• Recorded information:
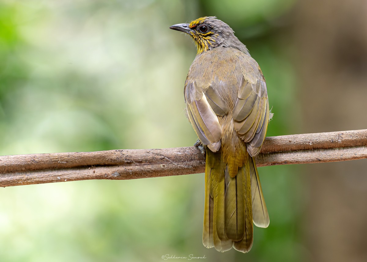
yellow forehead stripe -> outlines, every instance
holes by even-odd
[[[191,22],[190,23],[189,25],[189,28],[193,28],[199,23],[203,22],[208,17],[200,17],[200,18],[197,18],[197,19],[195,20],[191,21]]]

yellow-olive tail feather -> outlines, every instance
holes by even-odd
[[[230,176],[221,155],[207,150],[203,243],[221,252],[233,247],[247,252],[253,243],[253,219],[261,227],[269,223],[258,174],[248,155],[237,175]]]

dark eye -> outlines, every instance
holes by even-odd
[[[205,25],[202,25],[199,26],[199,31],[201,33],[206,33],[209,30],[209,26]]]

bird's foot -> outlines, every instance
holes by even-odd
[[[200,141],[200,139],[198,139],[195,143],[194,144],[194,146],[196,146],[199,150],[200,152],[201,152],[201,154],[203,156],[204,156],[204,157],[205,157],[205,149],[204,148],[204,145],[203,144],[201,143],[201,141]]]

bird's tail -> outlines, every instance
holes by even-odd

• Your goal: Reproduce the listing above exactly from the line containing "yellow-olive tail feather" through its last line, with both of those lines included.

• Result of the task:
yellow-olive tail feather -> outlines, every instance
holes by even-odd
[[[230,176],[221,155],[207,150],[203,243],[221,252],[233,247],[247,252],[253,243],[253,219],[261,227],[269,223],[258,174],[248,155],[237,175]]]

dark eye -> outlines, every instance
holes by even-odd
[[[205,25],[202,25],[199,26],[199,31],[201,33],[206,33],[209,30],[209,26]]]

bird's foot -> outlines, every instance
holes by even-odd
[[[200,141],[200,139],[198,139],[195,143],[194,144],[194,146],[196,146],[199,150],[200,152],[201,152],[201,154],[203,156],[204,156],[204,157],[205,157],[205,149],[204,148],[204,145],[203,144],[201,143],[201,141]]]

bird's tail -> outlines, every instance
holes by even-odd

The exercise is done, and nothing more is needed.